------ Passage provided ------

Project Participants

Nikolay A. Zabotin (PI)
Oleg A. Godin
Terence W. Bullett
Catalin Negrea

Motivation

Theory predicts strong coupling between waves in the atmosphere and the ocean at low frequencies where mechanical waves in both fluids should be treated as acoustic gravity waves (AGWs). It has been shown recently that for an underwater source, the power transmitted into the atmosphere through air-water interface can exceed the total power emitted by the same source in unbounded water by an order of magnitude or more, depending on wave frequency. Under somewhat idealized conditions, particularly strong transmission of AGWs from a compact underwater source into atmosphere has been predicted to occur in two narrow frequency bands with central frequencies of several mHz. Exact values of the central frequencies depend on the ocean depth and atmospheric conditions. These frequency bands can be called Transparency Windows. At a similar frequency, a transition in behavior of oceanic infragravity waves occurs; at higher frequencies the infragravity waves penetrate into the atmosphere only up to heights of the order of their wavelength, but below the transition frequency, the energy and momentum of infragravity waves are radiated into the atmosphere and are expected to reach the upper atmosphere, including thermosphere and ionosphere. This second effect may be called Wideband Transparency of the air-sea interface.

Godin O. A. Sound transmission through water-air interfaces: New insights into an old problem, Contemporary Physics, 49, p. 105–123 (2008). DOI: 10.1080/00107510802090415. link

Oleg A. Godin and Iosif M. Fuks (2012). Transmission of acoustic-gravity waves through gas–liquid interfaces. Journal of Fluid Mechanics, 709, pp 313-340. doi:10.1017/jfm.2012.336. link

Zabotin, N.A., J.W. Wright, and G.A. Zhbankov (2006), NeXtYZ: Three-dimensional electron density inversion for dynasonde ionograms, Radio Sci., 41, RS6S32, doi:10.1029/2005RS003352. link

Results

Significant correlation between spectral amplitudes of infragravity waves in the ocean and acoustic gravity waves in the thermosphere has been revealed as a result of analysis of the data from Wallops Island Dynasonde and the two DART stations (#44402 and #41424) [Zabotin et al., 2016]. Maximum values of the correlation coefficients reach 0.43. 9 month duration of the data series has ensured a high statistical significance of the correlation values. Correlation remains predominantly positive within the high confidence bounds, on the average decreasing with the altitude from the maximum values to zero, in a very broad frequency band (~0.2–3.2 mHz) and in the altitude range from 140 to 190 km). At the same time the correlation coefficient demonstrates highly uneven structure in the spectral domain with several prominent peaks. These common tendencies are stronger for the closer (and located in the shallower ocean) DART 44402 than the DART 41424.

The result can be considered as a direct confirmation of the theoretical concept of coupling between the infragravity waves in the ocean and acoustic gravity waves in the thermosphere [Godin et al., 2015]. The experimentally observed peaks of the correlation occur at the altitudes as low as 140–150 km, where dissipative (linear) attenuation of AGWs is only starting to manifest itself. At higher altitudes, temporal variations of the atmospheric attenuation and non-linear processes serve as natural decorrelation factors for waves originating at the sea level.

------ Data rows ------

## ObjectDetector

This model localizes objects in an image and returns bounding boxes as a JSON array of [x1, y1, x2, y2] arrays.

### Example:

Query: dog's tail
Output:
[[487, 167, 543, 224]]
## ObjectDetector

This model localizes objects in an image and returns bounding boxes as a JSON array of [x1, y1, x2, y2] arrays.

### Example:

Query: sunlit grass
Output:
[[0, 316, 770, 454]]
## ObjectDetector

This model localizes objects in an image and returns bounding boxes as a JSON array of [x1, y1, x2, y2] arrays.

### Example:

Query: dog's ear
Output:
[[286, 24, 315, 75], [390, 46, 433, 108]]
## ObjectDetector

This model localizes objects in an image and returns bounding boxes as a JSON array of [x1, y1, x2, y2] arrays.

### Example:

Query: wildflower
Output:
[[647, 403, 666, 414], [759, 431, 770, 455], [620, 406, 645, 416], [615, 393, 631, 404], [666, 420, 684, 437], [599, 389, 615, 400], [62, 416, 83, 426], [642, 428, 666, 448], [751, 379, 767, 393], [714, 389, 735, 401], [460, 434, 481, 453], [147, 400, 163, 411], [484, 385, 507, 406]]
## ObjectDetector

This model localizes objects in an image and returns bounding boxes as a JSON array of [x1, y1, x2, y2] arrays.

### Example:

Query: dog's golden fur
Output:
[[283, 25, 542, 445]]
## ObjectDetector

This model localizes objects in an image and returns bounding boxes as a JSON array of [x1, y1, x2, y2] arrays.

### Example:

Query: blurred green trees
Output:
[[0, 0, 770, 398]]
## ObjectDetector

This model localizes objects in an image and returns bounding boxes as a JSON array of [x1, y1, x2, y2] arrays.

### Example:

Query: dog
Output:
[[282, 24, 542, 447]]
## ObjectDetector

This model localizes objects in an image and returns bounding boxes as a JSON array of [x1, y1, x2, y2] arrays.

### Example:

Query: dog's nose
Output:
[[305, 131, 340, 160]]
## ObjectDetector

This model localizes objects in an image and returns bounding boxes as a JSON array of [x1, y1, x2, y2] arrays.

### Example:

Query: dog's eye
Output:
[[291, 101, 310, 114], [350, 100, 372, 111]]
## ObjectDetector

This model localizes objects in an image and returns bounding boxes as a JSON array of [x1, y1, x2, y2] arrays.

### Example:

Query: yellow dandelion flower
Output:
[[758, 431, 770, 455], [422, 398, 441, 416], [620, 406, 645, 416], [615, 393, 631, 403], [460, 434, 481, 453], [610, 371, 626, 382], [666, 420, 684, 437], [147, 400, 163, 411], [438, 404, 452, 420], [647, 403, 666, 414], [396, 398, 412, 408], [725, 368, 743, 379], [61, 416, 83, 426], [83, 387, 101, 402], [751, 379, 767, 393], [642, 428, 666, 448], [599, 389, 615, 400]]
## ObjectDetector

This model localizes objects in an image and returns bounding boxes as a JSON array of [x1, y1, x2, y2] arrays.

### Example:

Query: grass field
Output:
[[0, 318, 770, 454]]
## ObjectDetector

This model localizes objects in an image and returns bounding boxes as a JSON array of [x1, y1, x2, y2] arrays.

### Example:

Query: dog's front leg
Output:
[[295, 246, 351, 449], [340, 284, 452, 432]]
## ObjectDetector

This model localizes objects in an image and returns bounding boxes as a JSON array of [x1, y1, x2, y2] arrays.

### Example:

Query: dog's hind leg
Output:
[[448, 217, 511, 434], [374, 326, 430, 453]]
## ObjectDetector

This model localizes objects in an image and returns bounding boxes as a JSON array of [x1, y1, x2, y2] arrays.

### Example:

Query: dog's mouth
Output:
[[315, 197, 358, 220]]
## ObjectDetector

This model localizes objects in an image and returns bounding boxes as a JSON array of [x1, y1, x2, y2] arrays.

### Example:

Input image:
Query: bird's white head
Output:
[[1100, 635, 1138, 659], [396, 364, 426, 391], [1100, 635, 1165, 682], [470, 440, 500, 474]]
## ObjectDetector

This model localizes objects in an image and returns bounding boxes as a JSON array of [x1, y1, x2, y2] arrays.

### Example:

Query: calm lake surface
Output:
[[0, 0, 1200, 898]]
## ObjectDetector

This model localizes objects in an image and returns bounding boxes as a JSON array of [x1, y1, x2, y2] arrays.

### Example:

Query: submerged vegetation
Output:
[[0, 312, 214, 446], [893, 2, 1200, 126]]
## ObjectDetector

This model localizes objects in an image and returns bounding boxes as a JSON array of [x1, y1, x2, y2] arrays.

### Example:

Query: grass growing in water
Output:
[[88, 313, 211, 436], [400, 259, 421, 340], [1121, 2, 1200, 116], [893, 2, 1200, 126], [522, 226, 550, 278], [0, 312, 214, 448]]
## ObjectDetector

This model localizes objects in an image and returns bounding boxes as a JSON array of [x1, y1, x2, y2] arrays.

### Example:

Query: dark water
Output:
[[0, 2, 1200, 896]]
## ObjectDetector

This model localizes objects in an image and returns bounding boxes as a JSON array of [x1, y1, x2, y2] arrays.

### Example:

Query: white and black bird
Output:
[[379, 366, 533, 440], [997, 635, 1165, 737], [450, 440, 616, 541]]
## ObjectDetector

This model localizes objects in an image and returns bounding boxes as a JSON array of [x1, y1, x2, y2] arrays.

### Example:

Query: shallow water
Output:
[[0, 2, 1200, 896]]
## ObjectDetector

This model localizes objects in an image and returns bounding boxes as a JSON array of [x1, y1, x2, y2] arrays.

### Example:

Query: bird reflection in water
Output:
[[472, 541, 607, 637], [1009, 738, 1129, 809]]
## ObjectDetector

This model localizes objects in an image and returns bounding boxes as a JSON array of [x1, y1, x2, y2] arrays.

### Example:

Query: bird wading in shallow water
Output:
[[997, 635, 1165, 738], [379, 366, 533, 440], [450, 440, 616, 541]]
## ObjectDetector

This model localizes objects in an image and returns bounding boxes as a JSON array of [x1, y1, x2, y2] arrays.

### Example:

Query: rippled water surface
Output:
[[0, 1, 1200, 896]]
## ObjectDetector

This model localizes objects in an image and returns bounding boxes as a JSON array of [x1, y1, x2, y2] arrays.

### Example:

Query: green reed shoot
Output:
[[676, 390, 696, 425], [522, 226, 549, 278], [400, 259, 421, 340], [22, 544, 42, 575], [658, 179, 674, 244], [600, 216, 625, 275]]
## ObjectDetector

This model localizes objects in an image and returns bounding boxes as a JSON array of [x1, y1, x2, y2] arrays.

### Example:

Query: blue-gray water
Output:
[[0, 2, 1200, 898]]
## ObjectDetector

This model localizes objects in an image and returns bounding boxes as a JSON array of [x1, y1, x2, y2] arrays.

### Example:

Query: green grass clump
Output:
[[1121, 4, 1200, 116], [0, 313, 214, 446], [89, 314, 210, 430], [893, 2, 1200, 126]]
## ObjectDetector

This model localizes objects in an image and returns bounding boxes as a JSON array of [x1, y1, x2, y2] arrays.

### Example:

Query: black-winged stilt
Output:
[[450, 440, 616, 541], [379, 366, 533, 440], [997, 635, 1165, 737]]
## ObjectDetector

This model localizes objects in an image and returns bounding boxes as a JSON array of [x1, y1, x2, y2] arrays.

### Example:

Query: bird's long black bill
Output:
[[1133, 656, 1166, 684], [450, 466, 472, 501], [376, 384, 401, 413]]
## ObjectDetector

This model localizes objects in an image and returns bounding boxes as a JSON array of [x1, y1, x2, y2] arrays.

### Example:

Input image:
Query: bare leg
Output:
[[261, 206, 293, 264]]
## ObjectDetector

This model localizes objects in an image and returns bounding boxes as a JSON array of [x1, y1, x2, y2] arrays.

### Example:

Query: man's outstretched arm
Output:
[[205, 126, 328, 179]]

------

◆ Parts of the exercise
1. Name everyone listed as a participant in the project on ocean-atmosphere wave coupling.
2. Return each line of the records that contains the string "water". Case counts.

◆ Responses by task
1. Nikolay A. Zabotin (PI), Oleg A. Godin, Terence W. Bullett, Catalin Negrea

2.
Query: grass growing in water
Query: dark water
Query: shallow water
Query: bird reflection in water
Query: bird wading in shallow water
Query: rippled water surface
Query: blue-gray water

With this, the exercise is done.